SHORT TASK A ::
Answer these questions about the forum thread on disappointing one's parents:
(i) What kind of Christians does the first reply say the poster's parents were?
(ii) About what share of the second replier's family is described as CF?
(iii) In which country does the third replier live?
SHORT TASK B :: Extend the forum thread about disappointing one's parents, starting after its last sentence.

PASSAGE GIVEN ::
━━━━━━━━━━

The worst part is that my family thinks my oddities are normal. I just don't get it.
Re: How have you disappointed your parents?
March 23, 2016
Fortunately, I started disappointing my parents early, so they got used to it. They were fundamentalist Christians who had a girl and a boy. I (the girl) was supposed to be more feminine (I was a tomboy) and not quite as smart as the boy.

As an adult, I'm a liberal, secular humanist feminist who never married or had children. I'm also a pro-choice vegan. I have a good relationship with my mother, though I know that she wishes that I were different. I'm estranged from my father and brother, who followed the script. They are just too bigoted and obnoxious for me to tolerate their company. I actually like knowing that I didn't cooperate with my father's plans for me.
Re: How have you disappointed your parents?
March 23, 2016
My parents were actually amazing about not passing judgement on us, and seem to have genuinely desired to raise happy, functional adults. My interests, conventional and unconventional, were encouraged. As far as I know my parents are not at all disappointed in me, and my mother delights in telling me how she shuts down grandmother bingos.

Of course my family is full of atheists, has no problem with relationships with people from other countries, is full of women in STEM, has plenty of homosexuals, contains numerous vegetarians, and is about 50% CF.

Miss H., maybe you need to join Mistress R.'s family or mine. Actually, reading this board over the years has really made me appreciate my family all the more.
Re: How have you disappointed your parents?
March 23, 2016
It would be easier to ask in what way I haven't. And I guess I haven't disappointed them in choosing a partner who's an atheist, but that is dwarfed by the resentment over me having chosen a partner a. at all if b. if I had to, by not spawning and creating yet another person to emotionally blackmail me with. (I live in Germany, where grandparents' rights stretch pretty far.)

━━━━━━━━━━

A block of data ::
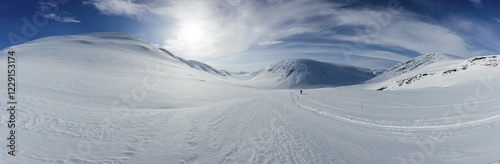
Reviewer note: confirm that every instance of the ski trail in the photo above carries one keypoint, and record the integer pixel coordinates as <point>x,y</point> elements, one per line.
<point>372,124</point>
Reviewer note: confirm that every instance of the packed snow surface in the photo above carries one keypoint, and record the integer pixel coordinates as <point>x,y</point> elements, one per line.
<point>112,98</point>
<point>306,73</point>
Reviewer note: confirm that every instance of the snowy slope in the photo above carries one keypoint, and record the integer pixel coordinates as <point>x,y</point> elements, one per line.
<point>199,65</point>
<point>112,98</point>
<point>449,73</point>
<point>415,64</point>
<point>306,73</point>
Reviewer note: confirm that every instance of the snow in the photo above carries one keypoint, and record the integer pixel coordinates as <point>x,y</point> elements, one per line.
<point>444,74</point>
<point>112,98</point>
<point>429,60</point>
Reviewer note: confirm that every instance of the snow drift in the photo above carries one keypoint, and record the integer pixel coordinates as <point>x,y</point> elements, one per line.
<point>113,98</point>
<point>448,71</point>
<point>306,73</point>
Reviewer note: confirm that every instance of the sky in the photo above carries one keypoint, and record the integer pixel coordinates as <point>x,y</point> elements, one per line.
<point>247,35</point>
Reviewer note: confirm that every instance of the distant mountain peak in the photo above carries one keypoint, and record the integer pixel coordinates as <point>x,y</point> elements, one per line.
<point>307,73</point>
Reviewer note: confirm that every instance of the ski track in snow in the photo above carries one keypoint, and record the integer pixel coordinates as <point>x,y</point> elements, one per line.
<point>486,118</point>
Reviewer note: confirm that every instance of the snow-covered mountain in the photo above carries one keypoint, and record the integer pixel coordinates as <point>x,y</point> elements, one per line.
<point>415,64</point>
<point>306,73</point>
<point>449,72</point>
<point>199,65</point>
<point>113,98</point>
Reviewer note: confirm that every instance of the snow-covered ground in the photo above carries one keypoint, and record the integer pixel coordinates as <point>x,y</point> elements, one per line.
<point>111,98</point>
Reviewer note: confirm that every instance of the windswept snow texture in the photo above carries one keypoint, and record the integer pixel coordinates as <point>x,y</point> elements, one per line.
<point>447,73</point>
<point>305,73</point>
<point>111,98</point>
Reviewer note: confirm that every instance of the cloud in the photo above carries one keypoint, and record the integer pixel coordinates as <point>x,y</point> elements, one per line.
<point>270,42</point>
<point>477,3</point>
<point>47,11</point>
<point>119,7</point>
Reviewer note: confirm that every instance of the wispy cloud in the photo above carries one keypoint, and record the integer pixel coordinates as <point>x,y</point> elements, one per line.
<point>119,7</point>
<point>47,9</point>
<point>477,3</point>
<point>222,28</point>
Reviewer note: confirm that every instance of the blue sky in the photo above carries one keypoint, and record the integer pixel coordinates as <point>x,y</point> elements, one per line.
<point>248,35</point>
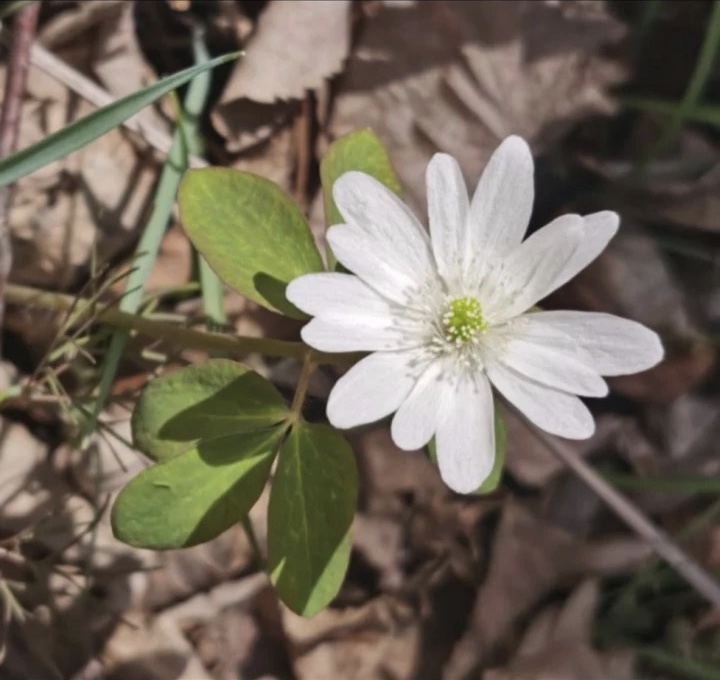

━━━━━━━━━━

TASK ANSWER A ::
(i) Fundamentalist Christians.
(ii) About 50%.
(iii) Germany.

TASK ANSWER B ::
And since I gave up playing the dutiful daughter over a decade ago, they're now probably not exactly disappointed that I'm struggling to get back into my chosen field of work, abandoned in my mid-20s after hitting rockbottom psychologically and financially and barely being able to function due to their abuse. (I'm better now.) If I'm not on their team, I'm not supposed to amount to anything, and if I were with them, I would have to represent them - i.e. 'be good (in a field that we chose for you), but don't you dare outshine us'.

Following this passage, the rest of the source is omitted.